▶ **DIRECTIONS**:
From the interview with James Webb, extract the stretch from "Theatre, Comparative Religion" through "continue to do so." word for word.

▶ **DOCUMENT EXCERPT**:
** begin **

Published18 Nov 2014

James Webb, nascido em 1975, em Kimberley, tem formação em Teatro, Religião Comparada e Publicidade, e assina instalações sonoras em vários trabalhos, numa linguagem multimedia que vai além do som. Numa entrevista ao site Another Africa, onde se pode ouvir a sua recriação da canção de protesto de T. Rex "The Children of the Revolution", fala do seu percurso e da sua obra.

How do you think your studies have influenced your artistic practice?

Theatre, Comparative Religion and Advertising might sum up my strategies too neatly, and although they don’t directly relate to Contemporary Art and experimental music, they have affected my work greatly, and continue to do so.

I like that in Theatre there is talk of the “company,” which includes everyone from the director to the lighting operators. This view of a group of people involved in a project together makes a lot of sense to me, especially as it challenges the hierarchical notion of the artist as a hermetic genius.

Comparative Religion probes our differences as well as our similarities. It shows the presence of belief in all the things we do: from simple superstition to the way we regard each other in terms of our private politics and views on an afterlife. Our world history is very much linked to religion. It’s found in our schedules, fashion sensibilities, jurisprudence, and diets. Whether we like it or not, humans are meaning seeking creatures, and religion and spirituality have played vital roles in the way the world is today.

** end **

▶ **Location annotation dataset excerpts**:
** begin **

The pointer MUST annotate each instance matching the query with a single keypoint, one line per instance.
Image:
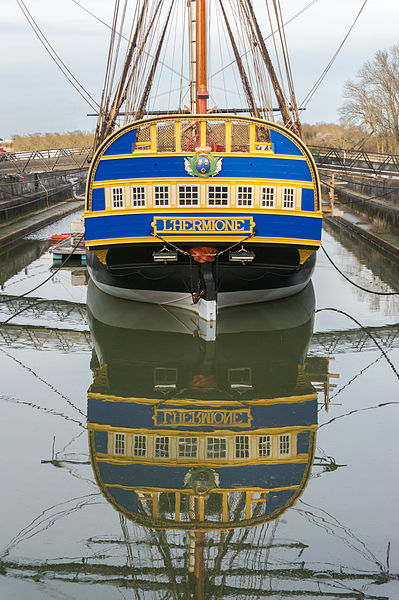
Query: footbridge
(59, 159)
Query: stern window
(120, 444)
(242, 446)
(218, 195)
(187, 447)
(139, 445)
(188, 195)
(268, 197)
(264, 446)
(284, 445)
(288, 197)
(245, 195)
(215, 448)
(162, 447)
(118, 200)
(161, 195)
(138, 195)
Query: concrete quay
(16, 229)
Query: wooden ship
(200, 206)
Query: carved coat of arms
(203, 164)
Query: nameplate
(164, 417)
(203, 225)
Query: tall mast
(201, 57)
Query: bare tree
(373, 99)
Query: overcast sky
(35, 96)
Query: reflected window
(242, 446)
(187, 447)
(265, 446)
(162, 445)
(140, 445)
(284, 445)
(118, 200)
(288, 197)
(120, 444)
(216, 447)
(268, 197)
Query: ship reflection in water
(205, 438)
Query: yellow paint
(153, 138)
(228, 137)
(189, 492)
(178, 136)
(101, 254)
(222, 238)
(203, 133)
(177, 505)
(198, 417)
(203, 403)
(165, 226)
(304, 254)
(175, 433)
(252, 137)
(227, 118)
(225, 507)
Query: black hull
(229, 283)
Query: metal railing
(374, 163)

** end **

▶ **WRITTEN REPLY**:
Theatre, Comparative Religion and Advertising might sum up my strategies too neatly, and although they don’t directly relate to Contemporary Art and experimental music, they have affected my work greatly, and continue to do so.